Sulfur Concrete in Plain English
We’ve introduced Dr. Marwa Al-Ansary to you as a civil and environmental engineer, working for Shell on (amongst others) sulfur utilization in materials such as Thiocrete (a type of sulfur concrete).
But what is sulfur concrete really, and why do we care about this? As with many questions we might have, Wikipedia has an answer to that:
“Sulfur concrete is a composite construction material, composed of sulfur, aggregate (generally a coarse aggregate made of gravel or crushed rocks and a fine aggregate such as sand). Cement (commonly Portland cement) and water important compounds in normal concrete are not part of sulfur concrete. The concrete is heated above the melting point of sulfur ca. 140°C. After cooling the concrete reaches a high strength, not needing a prolonged curing like normal concrete. Sulfur concrete is resistant to some compounds like acids which attack normal concrete. Sulfur concrete was developed and promoted as building material to get rid of large amounts of stored sulfur produced by hydrodesulfurization of gas and oil. Sulfur concrete is also a possible building material for a lunar base. Up to 2011 Sulfur concrete is only used in small quantities when fast curing or acid resistance is necessary.”
Sadly enough, Wikipedia is using a lot of jargon in this explanation. The explanation focuses on the following topics:
What ingredients do we need for sulfur concrete?
Regular concrete is a combination of sand, stones, cement and water. For those of you that like to DIY around in the backyard, you might be familiar with the 1-2-3 and 1-2-4 recipes of throwing it all together and making fresh concrete. Sulfur concrete on the other hand is made without water, and without cement: it’s simply sulfur, sand and stones.
How do we make sulfur concrete?
Unlike regular concrete, in which you mix everything together, get a liquid product and then wait, sulfur concrete is made by heating the sulfur product with the stones and sand such that they get glued together. This process is similar to making asphalt. Upon cooling, the product has its final strength, and you don’t need to wait like with regular concrete, which reaches its strength over time.

——————————

● **Requests**
1: Return the portion of the sulfur concrete text between "Unlike regular concrete, in" and "strength over time.", inclusive, copied word for word.
2: Explain in one to three sentences why, according to the sulfur concrete text, sulfur concrete was developed and promoted as a building material.
The lines that come next bear no relation to the sulfur concrete text.

——————————

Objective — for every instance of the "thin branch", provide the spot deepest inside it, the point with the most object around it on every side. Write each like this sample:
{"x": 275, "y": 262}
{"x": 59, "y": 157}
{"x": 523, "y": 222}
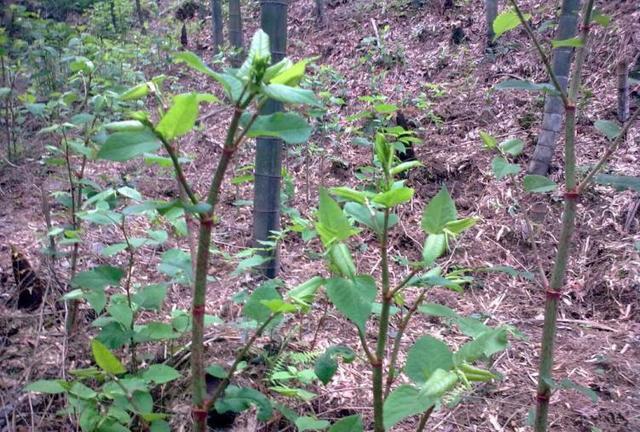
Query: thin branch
{"x": 610, "y": 151}
{"x": 543, "y": 56}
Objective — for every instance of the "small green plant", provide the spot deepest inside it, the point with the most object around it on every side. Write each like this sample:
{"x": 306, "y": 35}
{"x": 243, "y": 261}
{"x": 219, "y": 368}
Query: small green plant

——————————

● **Solutions per task**
1:
Unlike regular concrete, in which you mix everything together, get a liquid product and then wait, sulfur concrete is made by heating the sulfur product with the stones and sand such that they get glued together. This process is similar to making asphalt. Upon cooling, the product has its final strength, and you don’t need to wait like with regular concrete, which reaches its strength over time.

2: Sulfur concrete was developed and promoted as a building material to get rid of large amounts of stored sulfur. That sulfur was produced by the hydrodesulfurization of gas and oil.